(Object pointing dataset rows)

· · · · ·

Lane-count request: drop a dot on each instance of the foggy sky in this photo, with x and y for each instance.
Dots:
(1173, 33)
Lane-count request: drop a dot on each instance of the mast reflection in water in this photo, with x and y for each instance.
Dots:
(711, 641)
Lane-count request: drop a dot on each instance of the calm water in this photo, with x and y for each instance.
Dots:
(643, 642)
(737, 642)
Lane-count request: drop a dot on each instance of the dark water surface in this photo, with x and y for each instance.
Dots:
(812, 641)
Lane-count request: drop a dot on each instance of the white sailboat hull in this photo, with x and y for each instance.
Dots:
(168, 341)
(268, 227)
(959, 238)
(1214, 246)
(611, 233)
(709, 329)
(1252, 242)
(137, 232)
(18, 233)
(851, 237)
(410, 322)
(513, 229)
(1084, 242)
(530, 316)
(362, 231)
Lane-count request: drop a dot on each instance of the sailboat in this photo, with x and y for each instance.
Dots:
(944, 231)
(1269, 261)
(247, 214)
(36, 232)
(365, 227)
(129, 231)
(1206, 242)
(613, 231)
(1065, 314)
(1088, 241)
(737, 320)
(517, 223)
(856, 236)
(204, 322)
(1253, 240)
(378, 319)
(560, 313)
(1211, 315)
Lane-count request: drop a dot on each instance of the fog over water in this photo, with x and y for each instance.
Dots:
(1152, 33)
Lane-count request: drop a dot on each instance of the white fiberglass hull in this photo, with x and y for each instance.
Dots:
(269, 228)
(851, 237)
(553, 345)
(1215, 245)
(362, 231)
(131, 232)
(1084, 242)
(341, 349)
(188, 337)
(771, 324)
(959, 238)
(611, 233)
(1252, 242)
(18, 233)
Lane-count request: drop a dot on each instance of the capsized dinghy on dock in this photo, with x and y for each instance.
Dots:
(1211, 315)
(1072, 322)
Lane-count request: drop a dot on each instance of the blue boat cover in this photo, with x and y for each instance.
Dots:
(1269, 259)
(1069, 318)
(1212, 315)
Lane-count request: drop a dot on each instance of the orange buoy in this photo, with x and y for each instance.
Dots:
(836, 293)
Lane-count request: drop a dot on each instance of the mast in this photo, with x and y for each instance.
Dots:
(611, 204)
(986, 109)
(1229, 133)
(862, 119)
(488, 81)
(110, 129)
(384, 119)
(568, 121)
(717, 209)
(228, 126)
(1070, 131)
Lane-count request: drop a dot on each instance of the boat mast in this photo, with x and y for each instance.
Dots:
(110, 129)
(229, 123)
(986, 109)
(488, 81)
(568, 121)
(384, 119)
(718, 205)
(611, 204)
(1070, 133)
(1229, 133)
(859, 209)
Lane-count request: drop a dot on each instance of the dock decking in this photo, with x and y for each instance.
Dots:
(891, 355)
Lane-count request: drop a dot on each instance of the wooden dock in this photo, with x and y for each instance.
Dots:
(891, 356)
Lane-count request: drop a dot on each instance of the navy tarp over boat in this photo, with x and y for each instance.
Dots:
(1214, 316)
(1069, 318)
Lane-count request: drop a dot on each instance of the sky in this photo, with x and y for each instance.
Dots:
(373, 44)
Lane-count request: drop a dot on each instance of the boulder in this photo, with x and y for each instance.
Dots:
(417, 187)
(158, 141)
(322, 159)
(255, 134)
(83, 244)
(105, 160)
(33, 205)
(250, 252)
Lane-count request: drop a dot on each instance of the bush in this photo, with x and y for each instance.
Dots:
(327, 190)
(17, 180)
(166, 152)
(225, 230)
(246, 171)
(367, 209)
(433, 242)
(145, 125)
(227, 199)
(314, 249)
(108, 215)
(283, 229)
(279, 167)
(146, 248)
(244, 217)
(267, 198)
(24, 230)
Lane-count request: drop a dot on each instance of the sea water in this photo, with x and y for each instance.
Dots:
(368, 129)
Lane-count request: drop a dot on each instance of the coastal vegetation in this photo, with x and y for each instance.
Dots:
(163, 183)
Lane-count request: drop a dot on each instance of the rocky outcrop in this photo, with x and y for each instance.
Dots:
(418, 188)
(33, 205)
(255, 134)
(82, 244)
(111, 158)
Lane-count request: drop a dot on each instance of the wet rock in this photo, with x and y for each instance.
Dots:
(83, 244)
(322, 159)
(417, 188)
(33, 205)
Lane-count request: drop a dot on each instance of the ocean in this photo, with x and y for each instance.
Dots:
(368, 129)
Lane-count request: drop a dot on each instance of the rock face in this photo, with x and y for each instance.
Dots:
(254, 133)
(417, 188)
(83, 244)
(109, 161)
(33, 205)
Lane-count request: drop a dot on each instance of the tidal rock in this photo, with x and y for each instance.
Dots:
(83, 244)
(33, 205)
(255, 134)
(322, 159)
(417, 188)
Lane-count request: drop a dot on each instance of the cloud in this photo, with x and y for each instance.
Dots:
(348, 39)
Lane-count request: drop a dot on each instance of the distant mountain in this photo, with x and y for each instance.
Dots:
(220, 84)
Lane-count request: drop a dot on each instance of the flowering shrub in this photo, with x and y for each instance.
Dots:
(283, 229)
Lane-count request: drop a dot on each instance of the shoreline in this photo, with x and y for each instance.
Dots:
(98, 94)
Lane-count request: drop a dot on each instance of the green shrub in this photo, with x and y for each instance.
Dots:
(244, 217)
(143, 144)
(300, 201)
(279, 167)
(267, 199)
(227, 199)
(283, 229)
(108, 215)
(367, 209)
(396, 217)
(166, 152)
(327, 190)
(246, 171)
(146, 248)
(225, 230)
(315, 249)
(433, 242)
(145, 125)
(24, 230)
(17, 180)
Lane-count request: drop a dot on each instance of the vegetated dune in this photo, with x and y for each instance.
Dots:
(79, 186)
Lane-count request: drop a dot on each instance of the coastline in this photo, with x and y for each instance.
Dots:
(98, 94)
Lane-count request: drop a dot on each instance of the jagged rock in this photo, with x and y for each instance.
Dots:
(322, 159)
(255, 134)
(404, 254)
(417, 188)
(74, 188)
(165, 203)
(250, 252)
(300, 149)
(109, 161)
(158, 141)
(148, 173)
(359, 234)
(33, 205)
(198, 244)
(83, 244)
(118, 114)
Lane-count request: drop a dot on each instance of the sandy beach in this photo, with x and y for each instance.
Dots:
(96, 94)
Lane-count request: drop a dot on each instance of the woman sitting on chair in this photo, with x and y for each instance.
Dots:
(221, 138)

· · · · ·

**Exercise objective:**
Reproduce the complete set of lines precisely as supplied.

**Answer to this exercise:**
Lane-count request: drop a dot on each instance of the foggy sky in this photo, with x and y for each instance.
Dots:
(1173, 33)
Lane-count request: drop a dot on each instance of the mast reflection in water in this photo, with x and y for each instance.
Dots:
(711, 641)
Lane-count request: drop a dot on each instance of the calm water in this photo, with x and y for each instance.
Dots:
(643, 642)
(737, 642)
Lane-count request: drop a dot on each instance of the dark water surface in this photo, with x and y for each instance.
Dots:
(812, 641)
Lane-count request: drop a dot on each instance of the white sailboat hull in this photo, with x and y for each instance.
Dots:
(168, 341)
(268, 227)
(959, 238)
(1214, 246)
(611, 233)
(709, 329)
(1252, 242)
(137, 232)
(18, 233)
(851, 237)
(410, 322)
(513, 229)
(1084, 242)
(530, 316)
(362, 231)
Lane-count request: drop a dot on each instance of the sailboat in this photo, with x and y for each instance.
Dots:
(944, 231)
(1269, 261)
(247, 214)
(36, 232)
(365, 227)
(129, 231)
(1206, 242)
(613, 231)
(1065, 314)
(1088, 241)
(737, 320)
(517, 223)
(856, 236)
(204, 322)
(1253, 240)
(378, 319)
(560, 313)
(1211, 315)
Lane-count request: drop a dot on each instance of the fog over water in this photo, with x and y for each instance.
Dots:
(1152, 33)
Lane-count request: drop a dot on each instance of the white fiberglass hull in this photo, with x and y for each instance.
Dots:
(269, 228)
(851, 237)
(553, 345)
(1215, 245)
(362, 231)
(131, 232)
(1084, 242)
(341, 349)
(188, 337)
(771, 324)
(959, 238)
(611, 233)
(1252, 242)
(18, 233)
Lane-count request: drop a dot on each instance of the capsized dinghy on dock in this photo, with x and y for each instance.
Dots:
(1211, 315)
(1072, 322)
Lane-count request: drop a dot on each instance of the blue boat cover in this photo, with x and y for each instance.
Dots:
(1269, 259)
(1069, 318)
(1212, 315)
Lane-count request: drop a dot on each instance of the orange buoy in this photo, with x and y for each instance.
Dots:
(836, 293)
Lane-count request: drop a dot on each instance of the mast in this photo, with x and y for each instance.
Dots:
(611, 204)
(986, 109)
(1229, 133)
(862, 119)
(488, 81)
(110, 129)
(384, 119)
(568, 121)
(717, 209)
(228, 126)
(1070, 131)
Lane-count request: drop a dot on each instance of the boat mast in this photo, with x and y for each instance.
Dots:
(110, 129)
(229, 123)
(986, 109)
(488, 81)
(568, 121)
(384, 119)
(718, 205)
(611, 204)
(1070, 133)
(1229, 133)
(859, 209)
Lane-count request: drop a dot on each instance of the dock decking in this photo, with x and y for each instance.
Dots:
(891, 355)
Lane-count request: drop a dot on each instance of the wooden dock in this photo, with x and y for each instance.
Dots:
(891, 356)
Lane-count request: drop a dot on each instance of the navy tarp over boat in this photo, with x and y for each instance.
Dots:
(1214, 316)
(1069, 318)
Lane-count request: drop a dot on each instance of the sky in this photo, with x and y for each instance.
Dots:
(373, 44)
Lane-count request: drop a dot on each instance of the boulder in this photo, with x and y for each instance.
Dots:
(417, 187)
(158, 141)
(322, 159)
(255, 134)
(83, 244)
(105, 160)
(33, 205)
(250, 252)
Lane-count request: drop a dot on each instance of the bush in this photo, with x and y for each instance.
Dots:
(327, 190)
(17, 180)
(166, 152)
(225, 230)
(246, 171)
(367, 209)
(433, 242)
(145, 125)
(227, 199)
(314, 249)
(108, 215)
(283, 229)
(279, 167)
(146, 248)
(244, 217)
(267, 198)
(24, 230)
Lane-count request: drop a dot on each instance of the sea water in this photo, with x and y for each instance.
Dots:
(368, 129)
Lane-count request: drop a dot on each instance of the coastal vegetation in this photo, with x and y for each instance.
Dots:
(163, 183)
Lane-count request: drop a dot on each instance of the rocky outcrop in this photo, with x and y for each instance.
Dots:
(418, 188)
(33, 205)
(255, 134)
(82, 244)
(111, 158)
Lane-count request: drop a dot on each instance of the wet rock in this photo, with x and y for each instance.
Dots:
(83, 244)
(322, 159)
(417, 188)
(33, 205)
Lane-count request: drop a dot on each instance of the ocean in this photo, with x and y for each instance.
Dots:
(368, 129)
Lane-count request: drop a dot on each instance of the rock face in this photo, with x and y for each instance.
Dots:
(254, 133)
(417, 188)
(83, 244)
(109, 161)
(33, 205)
Lane-count request: drop a dot on each instance of the tidal rock in this photo, with x and y for each instance.
Dots:
(83, 244)
(33, 205)
(255, 134)
(322, 159)
(417, 188)
Lane-count request: drop a dot on each instance of the cloud in this photo, with x and y for each instance.
Dots:
(348, 39)
Lane-count request: drop a dot on each instance of the distant mountain in this photo, with x and y for each instance.
Dots:
(220, 84)
Lane-count request: drop a dot on each instance of the flowering shrub in this photo, with x and y for each instance.
Dots:
(283, 229)
Lane-count request: drop a dot on each instance of the shoreline in this photo, with x and y for each instance.
Dots:
(98, 94)
Lane-count request: drop a dot on each instance of the green shrub in this photo, with x and y for each instance.
Dots:
(244, 217)
(143, 144)
(300, 201)
(279, 167)
(267, 199)
(227, 199)
(283, 229)
(108, 215)
(367, 209)
(396, 217)
(166, 152)
(327, 190)
(246, 171)
(146, 248)
(225, 230)
(315, 249)
(433, 242)
(145, 125)
(24, 230)
(17, 180)
Lane-count request: drop a dot on each instance of the vegetated dune in this photo, with x and y for each instance.
Dots:
(79, 186)
Lane-count request: drop a dot on each instance of the coastline in this photo, with x and y for each instance.
Dots:
(98, 94)
Lane-count request: drop a dot on each instance of the jagged rock in this photo, with x and y for each instance.
Dots:
(322, 159)
(255, 134)
(404, 254)
(417, 188)
(74, 188)
(165, 203)
(250, 252)
(300, 149)
(109, 161)
(158, 141)
(148, 173)
(359, 234)
(33, 205)
(198, 244)
(83, 244)
(118, 114)
Lane-count request: drop a dot on each instance of the sandy beach in this photo, with x and y for each instance.
Dots:
(96, 94)
Lane-count request: drop a dot on each instance of the woman sitting on chair in this photo, with x and y for each instance.
Dots:
(221, 138)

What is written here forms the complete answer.